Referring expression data
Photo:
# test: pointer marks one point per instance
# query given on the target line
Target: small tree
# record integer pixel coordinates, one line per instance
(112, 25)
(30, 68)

▶ What you need to do
Copy each record above so that no word or mark differs.

▶ Exercise answer
Photo:
# test: pointer marks one point per instance
# query given on the target line
Target: small tree
# record integer pixel coordinates, one line per instance
(112, 25)
(30, 68)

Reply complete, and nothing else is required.